### REQUIRED ACTION:
Once you have read the records, write them out again exactly.

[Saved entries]
--- START ---

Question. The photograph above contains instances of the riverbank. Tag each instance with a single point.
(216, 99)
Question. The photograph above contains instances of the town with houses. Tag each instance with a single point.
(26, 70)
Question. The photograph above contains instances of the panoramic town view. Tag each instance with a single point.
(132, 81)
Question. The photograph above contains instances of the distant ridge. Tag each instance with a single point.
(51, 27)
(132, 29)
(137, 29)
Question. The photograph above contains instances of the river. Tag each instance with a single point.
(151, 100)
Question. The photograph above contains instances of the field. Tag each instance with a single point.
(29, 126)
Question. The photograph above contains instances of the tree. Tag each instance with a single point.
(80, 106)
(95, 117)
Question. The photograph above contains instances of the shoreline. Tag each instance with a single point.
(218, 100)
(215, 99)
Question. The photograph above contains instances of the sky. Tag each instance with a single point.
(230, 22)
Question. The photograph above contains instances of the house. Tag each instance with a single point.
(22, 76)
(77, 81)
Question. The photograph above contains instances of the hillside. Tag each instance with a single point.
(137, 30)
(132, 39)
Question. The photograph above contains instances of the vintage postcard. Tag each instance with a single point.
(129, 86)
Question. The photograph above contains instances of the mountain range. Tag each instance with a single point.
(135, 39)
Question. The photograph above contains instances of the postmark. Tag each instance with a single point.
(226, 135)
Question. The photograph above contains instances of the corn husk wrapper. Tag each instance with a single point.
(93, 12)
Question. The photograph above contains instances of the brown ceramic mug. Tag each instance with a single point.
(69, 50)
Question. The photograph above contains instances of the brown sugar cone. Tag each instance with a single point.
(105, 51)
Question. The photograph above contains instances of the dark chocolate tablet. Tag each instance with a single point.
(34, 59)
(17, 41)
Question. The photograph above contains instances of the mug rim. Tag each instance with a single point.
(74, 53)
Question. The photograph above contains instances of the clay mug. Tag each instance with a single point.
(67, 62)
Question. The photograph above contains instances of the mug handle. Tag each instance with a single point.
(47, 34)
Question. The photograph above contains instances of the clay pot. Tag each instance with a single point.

--- END ---

### TASK ANSWER:
Question. The photograph above contains instances of the riverbank. Tag each instance with a single point.
(216, 99)
Question. The photograph above contains instances of the town with houses. Tag each instance with a single point.
(26, 70)
Question. The photograph above contains instances of the panoramic town view. Tag each instance with a single point.
(132, 81)
Question. The photograph above contains instances of the distant ridge. Tag each instance with a single point.
(51, 27)
(132, 29)
(137, 29)
Question. The photograph above contains instances of the river. Tag each instance with a single point.
(151, 100)
Question. The photograph above contains instances of the field. Tag each instance with a single point.
(29, 126)
Question. The photograph above contains instances of the tree. Tag each instance with a single point.
(80, 106)
(95, 117)
Question. The photograph above contains instances of the shoreline. Tag each instance with a single point.
(218, 100)
(215, 99)
Question. The photograph above contains instances of the sky. Tag each instance with a single point.
(230, 22)
Question. The photograph above contains instances of the house. Tag each instance with a single point.
(22, 76)
(77, 81)
Question. The photograph above contains instances of the hillside. Tag each instance with a single point.
(137, 30)
(132, 39)
Question. The photograph above contains instances of the vintage postcard. Tag each instance with a single point.
(129, 86)
Question. The photograph above contains instances of the mountain range. Tag each instance with a single point.
(135, 39)
Question. The photograph above contains instances of the postmark. Tag each instance with a single point.
(226, 135)
Question. The photograph above contains instances of the corn husk wrapper. Tag each instance with a single point.
(93, 12)
Question. The photograph above contains instances of the brown ceramic mug. Tag each instance with a single point.
(69, 50)
Question. The photograph above contains instances of the brown sugar cone. Tag each instance with a single point.
(105, 51)
Question. The photograph above contains instances of the dark chocolate tablet. Tag each instance with a single point.
(34, 59)
(17, 41)
Question. The photograph above contains instances of the mug rim. Tag each instance with a single point.
(74, 53)
Question. The photograph above contains instances of the clay mug. Tag each instance with a single point.
(67, 62)
Question. The photograph above contains instances of the mug handle. Tag each instance with a single point.
(47, 34)
Question. The photograph above contains instances of the clay pot. Tag each instance with a single point.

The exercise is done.